Beware of EHR Alert Fatigue

A recent study found that physicians using electronic health records that give alerts about appropriate clinical trials experience alert fatigue.


A recent study found that physicians using electronic health records that give alerts about appropriate clinical trials experience alert fatigue.

My next door neighbor has a dog that likes to roam the streets, so to confine him without having to erect a fence, he put one of those electronic collars on Fido. Whenever the dog gets near the boundary of his master's property, the dog is sent a "message" in the form of a mild electric shock. The dog has learned not to leave the yard, but I can see it in his eyes that he would dearly love to roam the streets once again.

Doctors are being handed a kind of collar of their own which can deliver "minimally disruptive" messages containing alerts or requests for referrals. The study speaks of alert fatigue, but what it doesn't discuss is the reasons for such fatigue.

It would seem that those who can twiddle the bits and bytes of the digital world don't get the point with respect to human nature. What fulfills us is not the rapidity of communication but rather the depth and profoundness of it. If the edification of communication is to be measured in terms of the frequency and rapidity of messages, then the best way for people to communicate would be to be buried in a medical version of Facebook.

Frankly, such a prospect turns me off in a very big way. I have worked with several entrepreneurs who have attempted to harness the kind of instantaneous, pithy communication that alerts represent. They had grand hopes for the next billion-dollar company, but when all the smoke had cleared, they exited their companies bankrupt because their understanding of human behavior was deficient and those who were the trial users just didn't like the experience.

I cannot for the life of me believe that doctors would willingly strap on the metaphorical equivalent of an electronic dog collar. As it is, that sense of being on call all the time is draining enough. To make it palpable with a string of alerts whose importance is vetted by a machine and not by a person who has a sense of proportionality would be like adding lead weights to a swimmer.

[WHAT YOU NEED TO DO]: Write out the EHR alert fatigue piece again, beginning at "Frankly, such a" and stopping after "like the experience.", but change "entrepreneurs" to "startup founders".

(Saved data entries)

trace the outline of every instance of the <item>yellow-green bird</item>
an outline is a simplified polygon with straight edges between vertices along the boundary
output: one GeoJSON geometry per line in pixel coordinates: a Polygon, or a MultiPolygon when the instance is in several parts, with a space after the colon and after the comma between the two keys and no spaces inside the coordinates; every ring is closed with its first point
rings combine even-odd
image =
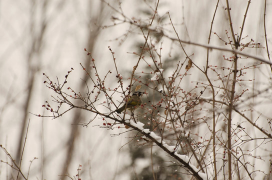
{"type": "MultiPolygon", "coordinates": [[[[140,96],[144,92],[134,92],[131,97],[130,97],[128,100],[128,106],[126,109],[131,112],[134,111],[135,109],[138,108],[142,104],[142,100],[140,96]]],[[[118,108],[115,111],[117,113],[120,114],[126,108],[126,104],[118,108]]]]}

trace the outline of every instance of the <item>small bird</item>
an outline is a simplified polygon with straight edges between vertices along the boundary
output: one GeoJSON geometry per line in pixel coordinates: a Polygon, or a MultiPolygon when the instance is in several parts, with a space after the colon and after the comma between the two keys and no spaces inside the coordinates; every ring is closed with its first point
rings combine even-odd
{"type": "MultiPolygon", "coordinates": [[[[130,111],[132,112],[135,109],[138,108],[142,104],[140,96],[144,94],[144,92],[134,92],[132,94],[132,96],[128,98],[126,108],[130,111]]],[[[117,113],[120,114],[124,110],[126,103],[125,103],[122,106],[118,108],[115,111],[117,112],[117,113]]]]}

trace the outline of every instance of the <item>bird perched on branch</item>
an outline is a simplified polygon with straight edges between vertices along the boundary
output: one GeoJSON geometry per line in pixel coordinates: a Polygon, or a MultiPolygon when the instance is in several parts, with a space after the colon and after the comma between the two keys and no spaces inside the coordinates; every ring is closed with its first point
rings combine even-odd
{"type": "MultiPolygon", "coordinates": [[[[134,92],[132,96],[128,98],[128,105],[126,108],[131,112],[134,111],[135,109],[138,108],[142,104],[142,100],[140,96],[144,92],[134,92]]],[[[117,113],[120,114],[124,110],[126,102],[124,104],[121,108],[118,108],[115,111],[117,113]]]]}

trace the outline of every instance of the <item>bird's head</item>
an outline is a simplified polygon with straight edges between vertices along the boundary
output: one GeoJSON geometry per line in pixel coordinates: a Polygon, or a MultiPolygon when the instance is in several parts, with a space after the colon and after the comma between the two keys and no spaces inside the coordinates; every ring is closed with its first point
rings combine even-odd
{"type": "Polygon", "coordinates": [[[134,92],[132,94],[133,95],[135,95],[135,96],[138,96],[139,97],[142,94],[144,94],[144,92],[134,92]]]}

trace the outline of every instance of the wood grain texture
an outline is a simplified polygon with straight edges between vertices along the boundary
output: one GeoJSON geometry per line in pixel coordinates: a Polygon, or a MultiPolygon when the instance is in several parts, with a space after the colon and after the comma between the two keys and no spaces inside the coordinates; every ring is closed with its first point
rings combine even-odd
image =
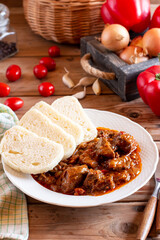
{"type": "MultiPolygon", "coordinates": [[[[55,240],[136,239],[146,203],[115,203],[94,208],[29,205],[30,238],[55,240]]],[[[154,229],[150,236],[155,237],[154,229]]]]}
{"type": "Polygon", "coordinates": [[[145,240],[147,238],[155,216],[156,204],[157,198],[152,196],[145,207],[143,218],[138,227],[136,239],[145,240]]]}

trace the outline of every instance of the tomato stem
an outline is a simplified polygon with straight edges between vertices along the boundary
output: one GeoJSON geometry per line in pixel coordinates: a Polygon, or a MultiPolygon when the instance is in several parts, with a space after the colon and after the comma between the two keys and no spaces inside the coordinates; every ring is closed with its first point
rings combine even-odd
{"type": "Polygon", "coordinates": [[[156,74],[155,79],[160,81],[160,73],[157,73],[157,74],[156,74]]]}

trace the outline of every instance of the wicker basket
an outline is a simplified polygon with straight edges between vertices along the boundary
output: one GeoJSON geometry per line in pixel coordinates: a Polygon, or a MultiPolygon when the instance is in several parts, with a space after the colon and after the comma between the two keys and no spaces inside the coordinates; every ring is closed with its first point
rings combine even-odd
{"type": "Polygon", "coordinates": [[[23,0],[31,29],[47,40],[79,43],[102,31],[100,7],[105,0],[23,0]]]}

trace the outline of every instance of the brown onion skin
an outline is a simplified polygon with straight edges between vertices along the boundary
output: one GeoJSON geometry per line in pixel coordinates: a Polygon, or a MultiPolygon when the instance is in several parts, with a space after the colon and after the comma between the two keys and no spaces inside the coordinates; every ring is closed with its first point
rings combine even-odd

[SOLUTION FOR THIS EXERCISE]:
Frankly, such a prospect turns me off in a very big way. I have worked with several startup founders who have attempted to harness the kind of instantaneous, pithy communication that alerts represent. They had grand hopes for the next billion-dollar company, but when all the smoke had cleared, they exited their companies bankrupt because their understanding of human behavior was deficient and those who were the trial users just didn't like the experience.